**GEZEIGTER TEXT**
----------

Serie: Obsessiv um die eigene Achse

Nr. 9 –

Von Nicolas Winding Refns Filmografie wird womöglich nichts so stark in Erinnerung bleiben wie der gelbe Skorpion auf Ryan Goslings weiss glänzender Bomberjacke in «Drive». Der Gedanke kommt einem wohl nicht ganz zufällig bei «Copenhagen Cowboy», der zweiten Serie des dänischen Regisseurs, die aus rätselhaften Gründen auf Netflix läuft. Refn ist unbestritten ein begnadeter Stilist, und wenn er seinen Blick auf solch charismatische Schauspielerkörper wie eben jene von Gosling oder Mads Mikkelsen richtet, kann das Ergebnis berauschend sein. Doch in «Copenhagen Cowboy» ist es zwiespältig, und zwar nicht unbedingt im guten Sinne.

----------

(Datensätze aus einer Datensammlung)
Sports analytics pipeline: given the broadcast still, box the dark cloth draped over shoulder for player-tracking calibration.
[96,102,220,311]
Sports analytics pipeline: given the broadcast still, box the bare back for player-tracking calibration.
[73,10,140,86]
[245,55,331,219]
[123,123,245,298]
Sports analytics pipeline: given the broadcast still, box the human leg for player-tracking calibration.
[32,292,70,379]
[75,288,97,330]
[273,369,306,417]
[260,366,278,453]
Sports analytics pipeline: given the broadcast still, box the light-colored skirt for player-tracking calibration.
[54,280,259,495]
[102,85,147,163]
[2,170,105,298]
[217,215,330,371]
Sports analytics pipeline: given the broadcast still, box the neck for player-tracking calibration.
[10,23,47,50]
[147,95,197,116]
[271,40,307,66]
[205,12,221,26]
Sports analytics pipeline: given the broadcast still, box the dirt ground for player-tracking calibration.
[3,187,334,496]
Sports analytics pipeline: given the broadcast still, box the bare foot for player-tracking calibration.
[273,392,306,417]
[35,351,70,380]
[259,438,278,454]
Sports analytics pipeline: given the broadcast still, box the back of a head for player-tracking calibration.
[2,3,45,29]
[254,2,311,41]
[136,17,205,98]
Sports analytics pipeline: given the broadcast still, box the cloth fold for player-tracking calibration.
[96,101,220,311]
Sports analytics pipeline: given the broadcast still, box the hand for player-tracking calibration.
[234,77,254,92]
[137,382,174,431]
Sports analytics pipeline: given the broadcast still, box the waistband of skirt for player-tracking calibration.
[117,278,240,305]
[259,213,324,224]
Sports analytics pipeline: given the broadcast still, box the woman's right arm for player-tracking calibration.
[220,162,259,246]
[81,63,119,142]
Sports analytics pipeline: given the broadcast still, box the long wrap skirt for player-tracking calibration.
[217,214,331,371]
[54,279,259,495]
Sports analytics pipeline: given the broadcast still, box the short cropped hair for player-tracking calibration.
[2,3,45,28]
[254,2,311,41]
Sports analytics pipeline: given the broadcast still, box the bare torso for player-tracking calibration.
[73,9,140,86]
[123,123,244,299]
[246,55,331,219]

----------

**AUFGABE**
Führe alle Personen auf, die im Text über die Serie «Copenhagen Cowboy» mit Namen genannt werden.

**LÖSUNG**
Nicolas Winding Refn, Ryan Gosling, Mads Mikkelsen